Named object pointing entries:
.....
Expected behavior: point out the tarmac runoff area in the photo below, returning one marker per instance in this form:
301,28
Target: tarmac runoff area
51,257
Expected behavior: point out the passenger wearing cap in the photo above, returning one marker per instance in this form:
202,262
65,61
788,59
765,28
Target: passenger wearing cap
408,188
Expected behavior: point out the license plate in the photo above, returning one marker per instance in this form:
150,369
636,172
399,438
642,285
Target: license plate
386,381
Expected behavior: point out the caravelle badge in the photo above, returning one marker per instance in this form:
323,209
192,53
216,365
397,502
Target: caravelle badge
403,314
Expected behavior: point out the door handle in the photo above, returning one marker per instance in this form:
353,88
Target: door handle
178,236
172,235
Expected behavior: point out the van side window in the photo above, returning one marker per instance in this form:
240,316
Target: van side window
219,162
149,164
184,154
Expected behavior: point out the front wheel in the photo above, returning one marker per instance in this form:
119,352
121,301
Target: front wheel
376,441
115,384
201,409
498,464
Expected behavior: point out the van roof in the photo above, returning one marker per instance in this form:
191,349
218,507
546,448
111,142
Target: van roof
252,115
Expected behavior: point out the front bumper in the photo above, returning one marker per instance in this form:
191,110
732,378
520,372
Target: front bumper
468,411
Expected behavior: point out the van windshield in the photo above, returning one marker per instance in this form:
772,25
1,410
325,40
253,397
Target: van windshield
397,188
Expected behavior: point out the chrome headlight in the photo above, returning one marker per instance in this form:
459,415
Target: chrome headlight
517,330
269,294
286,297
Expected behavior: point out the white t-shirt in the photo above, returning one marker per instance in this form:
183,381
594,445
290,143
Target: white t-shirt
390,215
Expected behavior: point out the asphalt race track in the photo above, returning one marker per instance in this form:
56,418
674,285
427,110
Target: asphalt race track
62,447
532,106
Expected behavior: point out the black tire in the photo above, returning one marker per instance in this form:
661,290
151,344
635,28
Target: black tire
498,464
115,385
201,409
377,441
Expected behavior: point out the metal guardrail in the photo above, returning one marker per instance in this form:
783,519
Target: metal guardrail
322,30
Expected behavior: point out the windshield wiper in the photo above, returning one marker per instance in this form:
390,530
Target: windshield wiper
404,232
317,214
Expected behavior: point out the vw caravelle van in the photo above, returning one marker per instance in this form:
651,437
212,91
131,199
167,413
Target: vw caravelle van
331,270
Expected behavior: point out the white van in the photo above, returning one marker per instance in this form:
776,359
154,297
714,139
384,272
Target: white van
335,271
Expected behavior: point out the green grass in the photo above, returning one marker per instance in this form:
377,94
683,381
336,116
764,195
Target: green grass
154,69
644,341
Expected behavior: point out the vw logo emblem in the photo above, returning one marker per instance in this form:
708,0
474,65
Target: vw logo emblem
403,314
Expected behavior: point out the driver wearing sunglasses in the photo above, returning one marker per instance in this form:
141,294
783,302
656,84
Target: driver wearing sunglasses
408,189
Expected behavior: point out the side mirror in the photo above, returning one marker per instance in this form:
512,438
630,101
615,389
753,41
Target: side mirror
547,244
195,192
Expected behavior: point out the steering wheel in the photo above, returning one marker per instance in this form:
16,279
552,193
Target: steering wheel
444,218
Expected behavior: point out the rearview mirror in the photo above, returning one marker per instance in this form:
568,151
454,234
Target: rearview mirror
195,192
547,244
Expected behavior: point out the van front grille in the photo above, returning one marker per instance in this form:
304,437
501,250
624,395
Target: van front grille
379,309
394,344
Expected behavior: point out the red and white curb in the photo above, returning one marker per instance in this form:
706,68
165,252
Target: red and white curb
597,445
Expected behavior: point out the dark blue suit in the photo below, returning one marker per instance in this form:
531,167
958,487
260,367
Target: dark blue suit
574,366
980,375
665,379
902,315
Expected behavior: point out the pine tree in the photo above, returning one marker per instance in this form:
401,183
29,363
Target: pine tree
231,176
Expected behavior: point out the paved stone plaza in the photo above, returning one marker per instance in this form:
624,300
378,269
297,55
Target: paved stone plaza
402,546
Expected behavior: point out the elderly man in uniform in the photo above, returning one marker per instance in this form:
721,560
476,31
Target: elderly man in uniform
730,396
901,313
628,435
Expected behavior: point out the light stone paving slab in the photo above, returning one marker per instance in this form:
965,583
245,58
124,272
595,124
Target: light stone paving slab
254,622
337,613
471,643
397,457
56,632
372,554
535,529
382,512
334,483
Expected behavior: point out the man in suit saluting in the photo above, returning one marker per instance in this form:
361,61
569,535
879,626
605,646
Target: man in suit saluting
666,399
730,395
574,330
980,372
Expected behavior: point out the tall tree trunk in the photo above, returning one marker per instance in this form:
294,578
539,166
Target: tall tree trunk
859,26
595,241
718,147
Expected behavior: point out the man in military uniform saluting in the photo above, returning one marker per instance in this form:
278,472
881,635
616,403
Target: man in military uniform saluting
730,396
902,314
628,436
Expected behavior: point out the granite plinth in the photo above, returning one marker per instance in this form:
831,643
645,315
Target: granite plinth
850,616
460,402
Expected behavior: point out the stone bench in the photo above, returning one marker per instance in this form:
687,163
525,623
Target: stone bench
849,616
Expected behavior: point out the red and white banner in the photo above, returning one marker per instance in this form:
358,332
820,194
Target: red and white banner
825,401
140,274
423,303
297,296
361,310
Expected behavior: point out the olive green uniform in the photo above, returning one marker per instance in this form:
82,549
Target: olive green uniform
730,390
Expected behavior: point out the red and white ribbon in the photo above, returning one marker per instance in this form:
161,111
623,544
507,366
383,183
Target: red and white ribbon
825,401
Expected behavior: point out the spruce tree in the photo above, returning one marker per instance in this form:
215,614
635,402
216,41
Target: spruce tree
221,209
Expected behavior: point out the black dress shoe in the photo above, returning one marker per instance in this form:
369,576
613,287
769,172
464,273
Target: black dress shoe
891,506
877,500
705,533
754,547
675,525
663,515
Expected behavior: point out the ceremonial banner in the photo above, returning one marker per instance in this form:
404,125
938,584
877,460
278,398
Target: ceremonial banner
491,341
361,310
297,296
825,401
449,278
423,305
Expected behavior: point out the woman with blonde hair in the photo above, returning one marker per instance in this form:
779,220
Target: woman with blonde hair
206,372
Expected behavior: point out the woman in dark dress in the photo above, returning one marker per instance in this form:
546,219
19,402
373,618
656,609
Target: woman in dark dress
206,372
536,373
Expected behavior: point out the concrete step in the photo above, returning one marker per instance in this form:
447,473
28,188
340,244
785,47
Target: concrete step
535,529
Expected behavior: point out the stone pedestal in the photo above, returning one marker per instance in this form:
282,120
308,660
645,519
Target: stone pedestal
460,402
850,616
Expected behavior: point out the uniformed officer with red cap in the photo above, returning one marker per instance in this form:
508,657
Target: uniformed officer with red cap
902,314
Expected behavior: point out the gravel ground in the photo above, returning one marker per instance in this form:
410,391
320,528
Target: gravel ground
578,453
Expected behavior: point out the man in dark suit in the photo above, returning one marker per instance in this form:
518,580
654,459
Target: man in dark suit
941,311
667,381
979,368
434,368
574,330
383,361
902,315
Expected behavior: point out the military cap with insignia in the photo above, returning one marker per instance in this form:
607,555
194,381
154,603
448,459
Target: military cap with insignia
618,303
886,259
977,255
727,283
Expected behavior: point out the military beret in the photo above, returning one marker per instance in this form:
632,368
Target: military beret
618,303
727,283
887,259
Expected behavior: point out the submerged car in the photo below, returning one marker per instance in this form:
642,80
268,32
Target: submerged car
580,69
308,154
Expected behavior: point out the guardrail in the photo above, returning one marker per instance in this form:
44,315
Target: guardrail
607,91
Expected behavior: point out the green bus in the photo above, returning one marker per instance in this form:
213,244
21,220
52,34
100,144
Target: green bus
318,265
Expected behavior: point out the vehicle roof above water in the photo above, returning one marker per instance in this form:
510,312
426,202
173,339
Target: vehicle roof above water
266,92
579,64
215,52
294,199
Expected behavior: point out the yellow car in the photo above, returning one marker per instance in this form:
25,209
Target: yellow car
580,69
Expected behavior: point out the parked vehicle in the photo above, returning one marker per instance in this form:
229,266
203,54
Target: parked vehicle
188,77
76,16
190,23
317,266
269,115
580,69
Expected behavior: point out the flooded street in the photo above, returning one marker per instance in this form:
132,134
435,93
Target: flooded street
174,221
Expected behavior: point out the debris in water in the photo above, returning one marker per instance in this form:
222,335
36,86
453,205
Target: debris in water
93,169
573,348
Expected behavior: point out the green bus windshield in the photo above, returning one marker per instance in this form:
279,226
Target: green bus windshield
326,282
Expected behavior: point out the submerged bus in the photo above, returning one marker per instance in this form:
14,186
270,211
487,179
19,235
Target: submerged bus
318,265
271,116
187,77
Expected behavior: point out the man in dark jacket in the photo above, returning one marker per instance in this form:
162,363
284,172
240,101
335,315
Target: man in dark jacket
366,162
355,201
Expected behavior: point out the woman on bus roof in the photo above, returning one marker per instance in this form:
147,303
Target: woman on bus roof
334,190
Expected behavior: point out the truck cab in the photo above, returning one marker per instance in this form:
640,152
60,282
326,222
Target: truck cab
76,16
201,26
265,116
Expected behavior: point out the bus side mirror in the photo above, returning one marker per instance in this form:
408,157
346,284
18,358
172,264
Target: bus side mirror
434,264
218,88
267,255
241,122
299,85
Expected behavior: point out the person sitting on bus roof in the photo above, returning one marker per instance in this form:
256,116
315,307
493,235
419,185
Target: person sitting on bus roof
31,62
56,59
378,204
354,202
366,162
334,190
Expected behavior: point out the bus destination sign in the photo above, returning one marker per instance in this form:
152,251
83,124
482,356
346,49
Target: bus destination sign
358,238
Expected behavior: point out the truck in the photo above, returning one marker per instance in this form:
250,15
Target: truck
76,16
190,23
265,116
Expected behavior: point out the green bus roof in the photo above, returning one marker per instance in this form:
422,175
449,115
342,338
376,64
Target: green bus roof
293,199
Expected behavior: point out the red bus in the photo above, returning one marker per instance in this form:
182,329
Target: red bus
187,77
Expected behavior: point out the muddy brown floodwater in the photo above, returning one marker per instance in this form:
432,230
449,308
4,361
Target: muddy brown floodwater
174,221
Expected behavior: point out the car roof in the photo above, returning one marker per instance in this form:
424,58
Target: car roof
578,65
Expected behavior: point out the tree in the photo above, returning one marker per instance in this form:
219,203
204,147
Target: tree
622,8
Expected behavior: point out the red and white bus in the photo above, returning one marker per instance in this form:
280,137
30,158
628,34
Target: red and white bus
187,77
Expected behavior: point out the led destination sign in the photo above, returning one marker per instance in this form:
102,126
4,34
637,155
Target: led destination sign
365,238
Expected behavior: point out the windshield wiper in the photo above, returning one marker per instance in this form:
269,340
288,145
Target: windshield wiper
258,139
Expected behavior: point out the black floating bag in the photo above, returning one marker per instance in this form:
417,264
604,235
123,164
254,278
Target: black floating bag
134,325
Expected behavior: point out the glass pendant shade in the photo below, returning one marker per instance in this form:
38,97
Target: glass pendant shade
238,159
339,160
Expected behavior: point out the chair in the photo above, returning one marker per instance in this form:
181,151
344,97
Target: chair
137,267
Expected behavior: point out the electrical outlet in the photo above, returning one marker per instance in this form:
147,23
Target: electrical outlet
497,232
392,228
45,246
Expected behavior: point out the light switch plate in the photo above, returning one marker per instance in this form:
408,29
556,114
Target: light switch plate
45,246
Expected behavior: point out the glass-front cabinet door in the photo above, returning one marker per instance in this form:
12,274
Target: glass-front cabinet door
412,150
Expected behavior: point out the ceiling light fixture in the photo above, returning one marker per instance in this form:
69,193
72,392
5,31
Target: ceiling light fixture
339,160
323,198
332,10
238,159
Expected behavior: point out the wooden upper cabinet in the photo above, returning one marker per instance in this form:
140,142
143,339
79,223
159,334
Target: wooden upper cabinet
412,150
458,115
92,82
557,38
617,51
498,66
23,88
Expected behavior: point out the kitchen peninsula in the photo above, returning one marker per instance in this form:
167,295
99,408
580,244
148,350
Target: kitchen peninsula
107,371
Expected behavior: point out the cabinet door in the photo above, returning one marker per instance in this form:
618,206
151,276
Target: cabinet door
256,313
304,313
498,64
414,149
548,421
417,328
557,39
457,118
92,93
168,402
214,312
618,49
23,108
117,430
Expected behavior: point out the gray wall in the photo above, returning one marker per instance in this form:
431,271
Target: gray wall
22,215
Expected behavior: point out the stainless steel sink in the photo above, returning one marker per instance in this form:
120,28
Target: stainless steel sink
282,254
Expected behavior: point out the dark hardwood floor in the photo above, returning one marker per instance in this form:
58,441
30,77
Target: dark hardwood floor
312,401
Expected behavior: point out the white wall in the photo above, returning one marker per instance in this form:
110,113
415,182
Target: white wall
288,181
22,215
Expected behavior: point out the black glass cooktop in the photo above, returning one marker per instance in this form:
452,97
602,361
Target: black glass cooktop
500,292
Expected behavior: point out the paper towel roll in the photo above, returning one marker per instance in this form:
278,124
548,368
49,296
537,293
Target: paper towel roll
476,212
.....
Problem description: Starting at the line containing "Expected behavior: point out the paper" and ending at the end of the listing, write those lines out again with "paper towel roll" swapped for "kitchen towel roll" wherever it occurs. Keep everything else the same.

Task solution:
Expected behavior: point out the kitchen towel roll in the photo above, returning one marker per instance in this form:
278,124
548,368
49,296
537,293
Target: kitchen towel roll
476,212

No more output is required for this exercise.